Required work:
**A.** Write out the part of the thriller review starting with "There is an" and going on through "are at play.".
**B.** Put this sentence from the thriller review into Spanish: "There is an unmistakable majesty to the snow-ridden landscape, but at least one, maybe two killers are at large."
**C.** In the thriller review, what is the name of the Reykjavik Chief of Investigation whom Andri defies?

start Source text

If identification of the torso is not hard enough, it vanishes from the fish factory where it is secured pending the arrival of the homicide squad from Reykjavik, and the Lithuanian, Jonas Malakauskas, escapes from prison but kills himself in an accident in the snow. The girls also escape from hiding and into the relative safety of the home of Hinrika and her strange husband, Bárður.
There is an unmistakable majesty to the snow-ridden landscape, but at least one, maybe two killers are at large. As the town is cut off by the weather, the claustrophobic atmosphere closes in and intrigue grows, with the brooding Andri caught between his loyalties to family and duty, and defying the arrogant Reykjavik Chief of Investigation Trausti. There is a psychological element to the investigation, but also personal dilemmas since Andri and his team are members of the same community they are investigating – vested interests are at play.
Tell the truth, I was hooked, trapped even, from the start, at least in part because I’ve recently experienced both the grandeur of the Icelandic landscape and the phlegmatic and insular personality of its people.
Credit to Baltasar for building on these brooding elements to deliver a first rate thriller, hopefully with scope for a sequel – not that murders are exactly commonplace out in that part of the world (any more than the population of Oxford has a higher rate of murders than New York City thanks to Morse!)

end Source text
start Provided information

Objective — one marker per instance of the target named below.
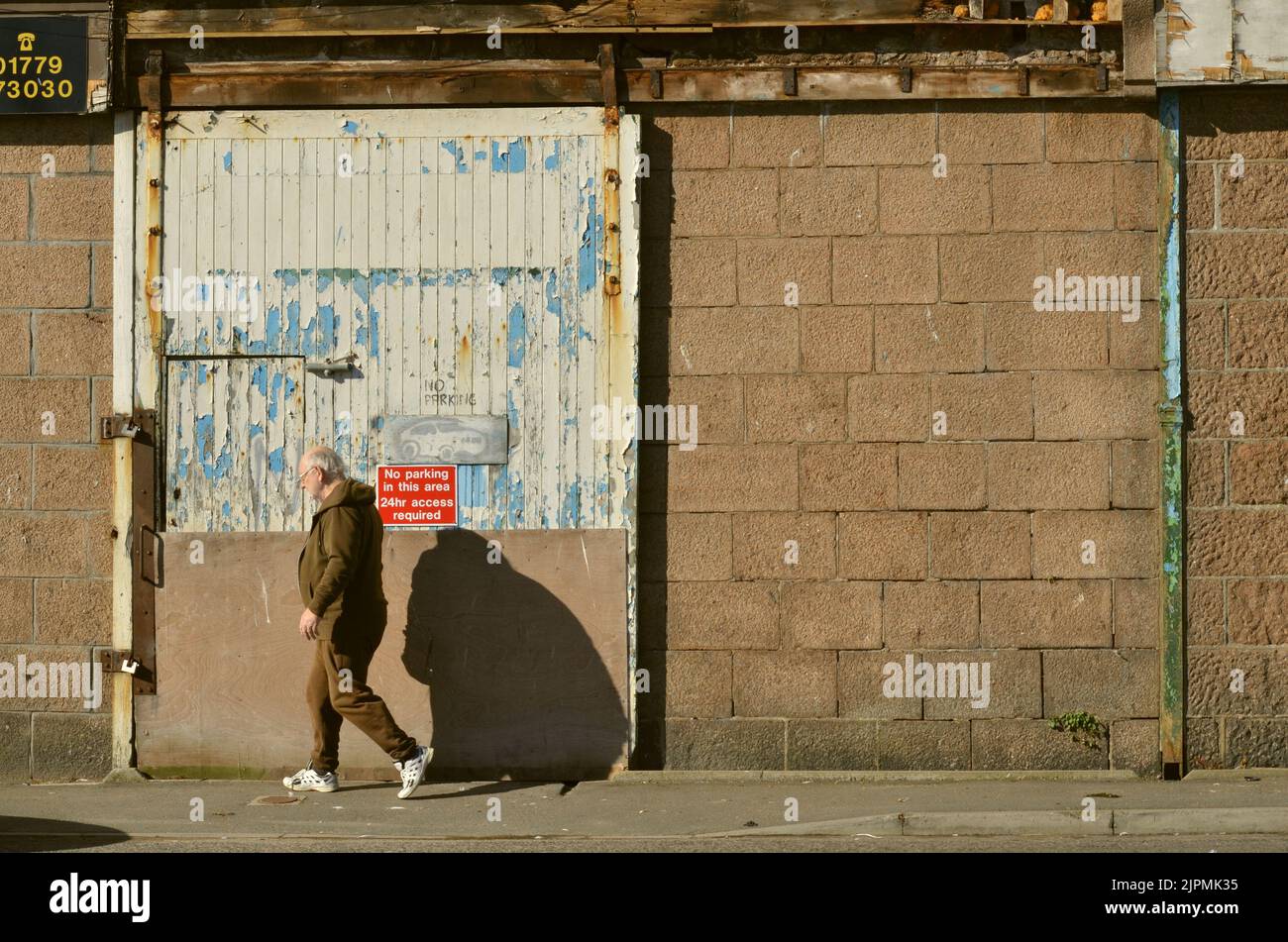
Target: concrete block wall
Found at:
(1236, 352)
(55, 478)
(822, 297)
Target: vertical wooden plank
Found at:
(286, 271)
(347, 394)
(629, 220)
(261, 493)
(258, 224)
(317, 323)
(394, 293)
(419, 344)
(369, 219)
(500, 241)
(516, 327)
(559, 202)
(220, 257)
(204, 226)
(180, 335)
(605, 448)
(623, 372)
(312, 237)
(239, 236)
(579, 301)
(531, 405)
(445, 330)
(294, 431)
(590, 338)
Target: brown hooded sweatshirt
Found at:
(340, 564)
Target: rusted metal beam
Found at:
(583, 85)
(608, 75)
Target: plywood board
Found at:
(1261, 39)
(509, 670)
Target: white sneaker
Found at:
(308, 780)
(413, 770)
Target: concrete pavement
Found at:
(658, 804)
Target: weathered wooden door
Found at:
(456, 257)
(454, 262)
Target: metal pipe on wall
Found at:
(1171, 414)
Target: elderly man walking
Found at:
(346, 614)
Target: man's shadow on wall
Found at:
(515, 684)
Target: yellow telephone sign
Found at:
(43, 64)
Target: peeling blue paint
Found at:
(515, 331)
(588, 259)
(292, 325)
(273, 327)
(459, 154)
(274, 399)
(570, 510)
(513, 159)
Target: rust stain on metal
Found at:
(613, 222)
(155, 132)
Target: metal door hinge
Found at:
(123, 663)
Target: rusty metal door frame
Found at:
(138, 348)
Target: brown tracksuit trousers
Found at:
(330, 703)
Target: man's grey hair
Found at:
(325, 459)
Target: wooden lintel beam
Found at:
(635, 85)
(159, 18)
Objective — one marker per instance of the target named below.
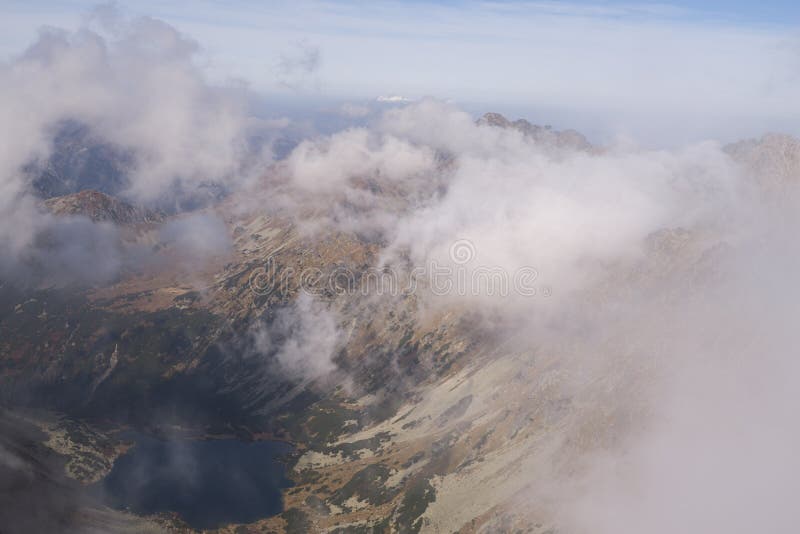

end Provided information

Answers to the exercises:
**A.**
There is an unmistakable majesty to the snow-ridden landscape, but at least one, maybe two killers are at large. As the town is cut off by the weather, the claustrophobic atmosphere closes in and intrigue grows, with the brooding Andri caught between his loyalties to family and duty, and defying the arrogant Reykjavik Chief of Investigation Trausti. There is a psychological element to the investigation, but also personal dilemmas since Andri and his team are members of the same community they are investigating – vested interests are at play.

**B.** El paisaje cubierto de nieve tiene una majestuosidad inconfundible, pero al menos uno, quizá dos asesinos andan sueltos.

**C.** Trausti